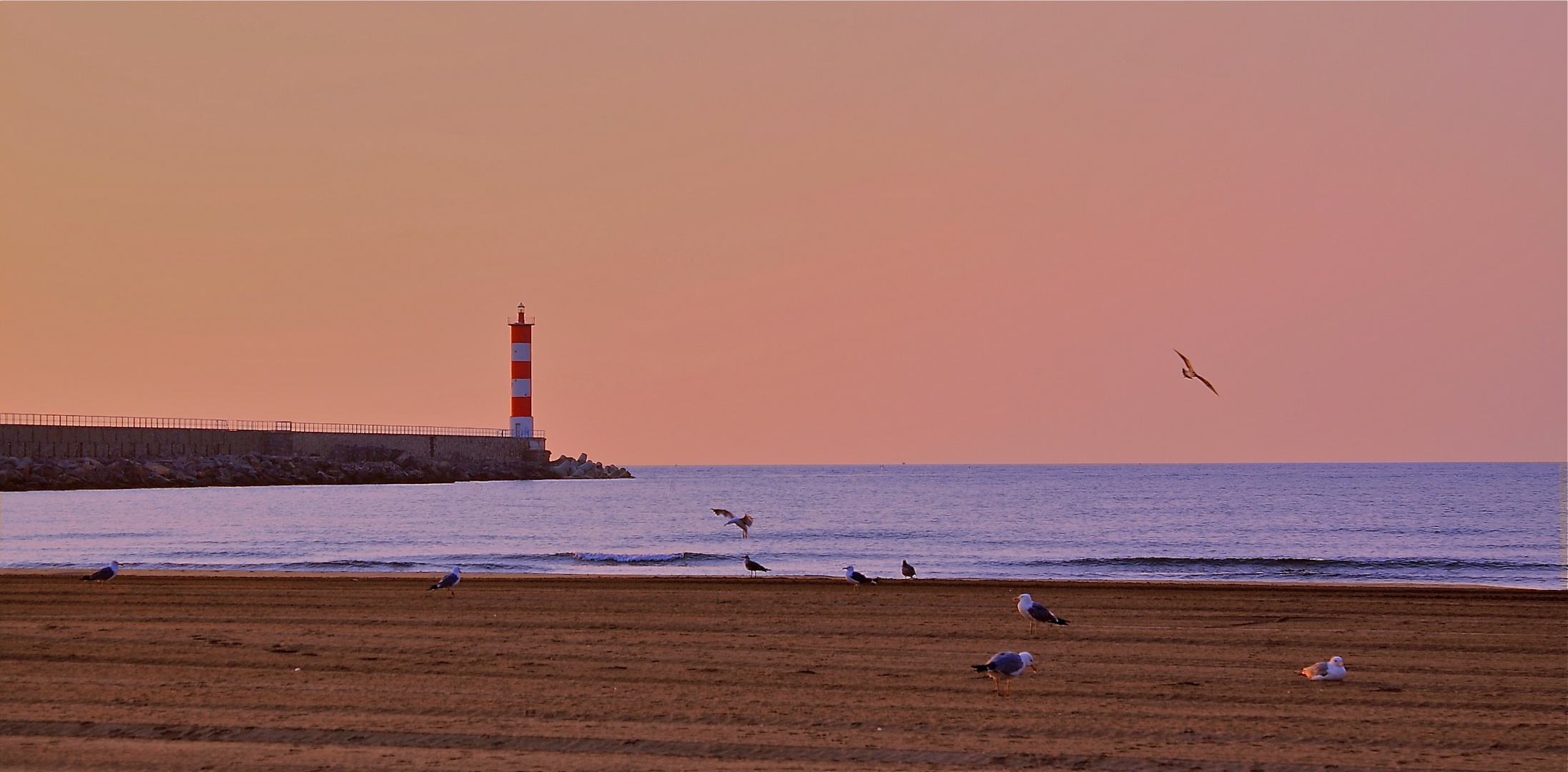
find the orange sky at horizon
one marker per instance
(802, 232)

============================================================

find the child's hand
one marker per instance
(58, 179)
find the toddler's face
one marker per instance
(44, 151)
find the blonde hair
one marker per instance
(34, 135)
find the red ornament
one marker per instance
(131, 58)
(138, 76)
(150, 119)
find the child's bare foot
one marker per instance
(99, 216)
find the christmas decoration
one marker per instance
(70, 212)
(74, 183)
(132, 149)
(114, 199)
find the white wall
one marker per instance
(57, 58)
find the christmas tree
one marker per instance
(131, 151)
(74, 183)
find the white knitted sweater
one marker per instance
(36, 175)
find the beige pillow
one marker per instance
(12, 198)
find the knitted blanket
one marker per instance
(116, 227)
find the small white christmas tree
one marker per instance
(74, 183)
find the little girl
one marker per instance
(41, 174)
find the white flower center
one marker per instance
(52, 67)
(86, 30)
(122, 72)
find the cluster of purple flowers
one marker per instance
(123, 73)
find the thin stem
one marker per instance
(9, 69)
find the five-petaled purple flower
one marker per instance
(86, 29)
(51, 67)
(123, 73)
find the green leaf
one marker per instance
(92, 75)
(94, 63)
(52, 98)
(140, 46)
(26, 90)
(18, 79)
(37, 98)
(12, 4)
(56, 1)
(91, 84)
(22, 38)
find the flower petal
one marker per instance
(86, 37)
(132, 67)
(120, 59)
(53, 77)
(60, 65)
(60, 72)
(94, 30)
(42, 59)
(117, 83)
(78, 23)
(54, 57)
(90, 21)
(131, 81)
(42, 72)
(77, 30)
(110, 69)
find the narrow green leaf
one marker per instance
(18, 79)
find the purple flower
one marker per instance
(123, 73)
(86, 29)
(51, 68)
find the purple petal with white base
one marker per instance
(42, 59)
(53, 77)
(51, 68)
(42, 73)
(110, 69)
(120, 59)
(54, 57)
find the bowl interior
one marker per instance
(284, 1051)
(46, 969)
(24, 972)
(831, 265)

============================================================

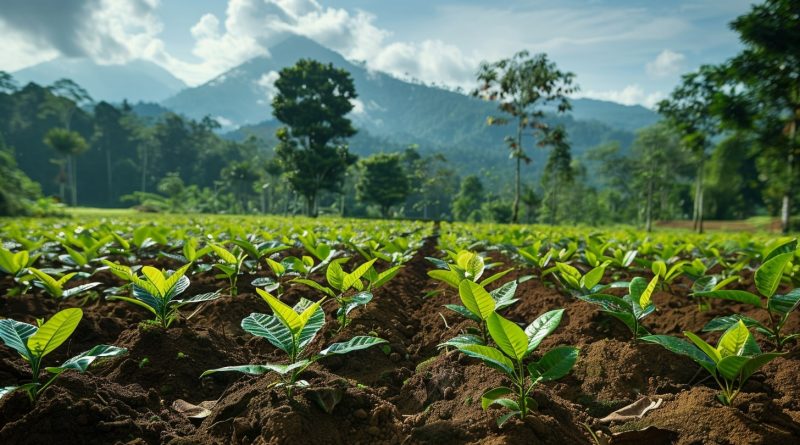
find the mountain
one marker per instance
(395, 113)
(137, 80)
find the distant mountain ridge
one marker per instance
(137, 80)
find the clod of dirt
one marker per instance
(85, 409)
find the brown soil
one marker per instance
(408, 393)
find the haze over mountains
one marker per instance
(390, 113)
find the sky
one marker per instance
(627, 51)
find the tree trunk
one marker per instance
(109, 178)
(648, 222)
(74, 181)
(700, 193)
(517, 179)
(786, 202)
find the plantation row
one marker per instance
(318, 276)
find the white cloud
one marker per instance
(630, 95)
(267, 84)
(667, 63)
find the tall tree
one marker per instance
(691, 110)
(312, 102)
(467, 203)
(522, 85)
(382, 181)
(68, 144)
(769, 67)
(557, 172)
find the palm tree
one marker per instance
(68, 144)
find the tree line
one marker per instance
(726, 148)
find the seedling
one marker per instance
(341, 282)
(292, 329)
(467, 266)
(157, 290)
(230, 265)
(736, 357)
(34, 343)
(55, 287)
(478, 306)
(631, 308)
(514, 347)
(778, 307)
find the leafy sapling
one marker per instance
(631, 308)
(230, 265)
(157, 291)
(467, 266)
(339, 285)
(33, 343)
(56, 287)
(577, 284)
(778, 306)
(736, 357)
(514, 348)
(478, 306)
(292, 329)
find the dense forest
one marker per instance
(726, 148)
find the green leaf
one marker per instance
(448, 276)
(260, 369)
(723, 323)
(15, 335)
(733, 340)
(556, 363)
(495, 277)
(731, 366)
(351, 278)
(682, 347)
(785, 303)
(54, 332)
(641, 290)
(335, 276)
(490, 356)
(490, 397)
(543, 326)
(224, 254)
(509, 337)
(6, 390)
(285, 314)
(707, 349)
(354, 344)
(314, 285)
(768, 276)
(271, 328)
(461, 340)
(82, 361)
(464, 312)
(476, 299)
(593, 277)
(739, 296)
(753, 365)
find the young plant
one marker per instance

============================================================

=== To be done ===
Filter the material above and keep only the lines that contain the string "knitted". Uppercase and lowercase letters count as different.

=== Finished answer ===
find the white knitted sweater
find the knitted blanket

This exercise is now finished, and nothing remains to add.